• What the exercise asks: One line at a time, check the entries below for the word "elephant", and copy each line that has it.

• Data extracts:
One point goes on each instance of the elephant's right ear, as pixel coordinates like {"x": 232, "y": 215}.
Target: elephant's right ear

* * *

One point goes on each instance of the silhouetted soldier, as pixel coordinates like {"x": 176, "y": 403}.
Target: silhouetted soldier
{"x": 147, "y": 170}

* * *

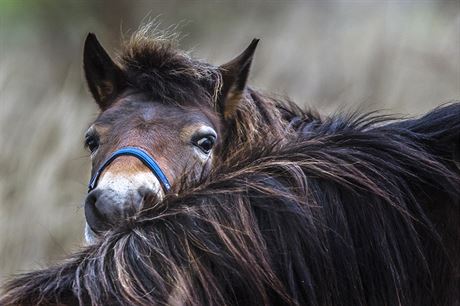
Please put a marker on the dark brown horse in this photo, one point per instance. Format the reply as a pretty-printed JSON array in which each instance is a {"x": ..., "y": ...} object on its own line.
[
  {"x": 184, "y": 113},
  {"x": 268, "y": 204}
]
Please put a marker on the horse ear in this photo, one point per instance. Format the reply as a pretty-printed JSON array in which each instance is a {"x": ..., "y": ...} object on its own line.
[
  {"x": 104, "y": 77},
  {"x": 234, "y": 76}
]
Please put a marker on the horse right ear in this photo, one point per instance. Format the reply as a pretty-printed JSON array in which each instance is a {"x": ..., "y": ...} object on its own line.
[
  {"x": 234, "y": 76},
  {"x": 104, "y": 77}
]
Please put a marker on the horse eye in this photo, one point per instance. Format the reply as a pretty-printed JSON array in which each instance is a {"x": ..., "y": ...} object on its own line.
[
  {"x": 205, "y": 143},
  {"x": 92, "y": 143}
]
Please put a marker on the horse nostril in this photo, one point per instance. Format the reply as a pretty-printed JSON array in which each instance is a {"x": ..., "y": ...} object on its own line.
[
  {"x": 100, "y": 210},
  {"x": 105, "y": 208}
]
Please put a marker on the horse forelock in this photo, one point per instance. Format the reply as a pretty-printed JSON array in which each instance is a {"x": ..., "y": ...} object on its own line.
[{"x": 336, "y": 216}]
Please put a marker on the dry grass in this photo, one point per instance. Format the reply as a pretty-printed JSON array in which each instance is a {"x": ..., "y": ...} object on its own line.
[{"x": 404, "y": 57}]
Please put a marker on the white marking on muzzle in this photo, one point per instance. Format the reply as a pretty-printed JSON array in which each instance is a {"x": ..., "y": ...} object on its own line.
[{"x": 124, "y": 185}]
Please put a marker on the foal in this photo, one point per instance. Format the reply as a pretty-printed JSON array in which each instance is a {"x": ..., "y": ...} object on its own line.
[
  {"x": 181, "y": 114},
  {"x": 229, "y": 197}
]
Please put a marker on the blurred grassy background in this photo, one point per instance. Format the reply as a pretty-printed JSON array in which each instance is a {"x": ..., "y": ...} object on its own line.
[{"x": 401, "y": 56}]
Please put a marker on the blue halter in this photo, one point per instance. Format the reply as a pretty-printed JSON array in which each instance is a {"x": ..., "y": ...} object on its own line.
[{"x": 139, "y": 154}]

• Result of the exercise:
One point goes on each instance of the elephant's right ear, as pixel coordinates like {"x": 232, "y": 215}.
Target: elephant's right ear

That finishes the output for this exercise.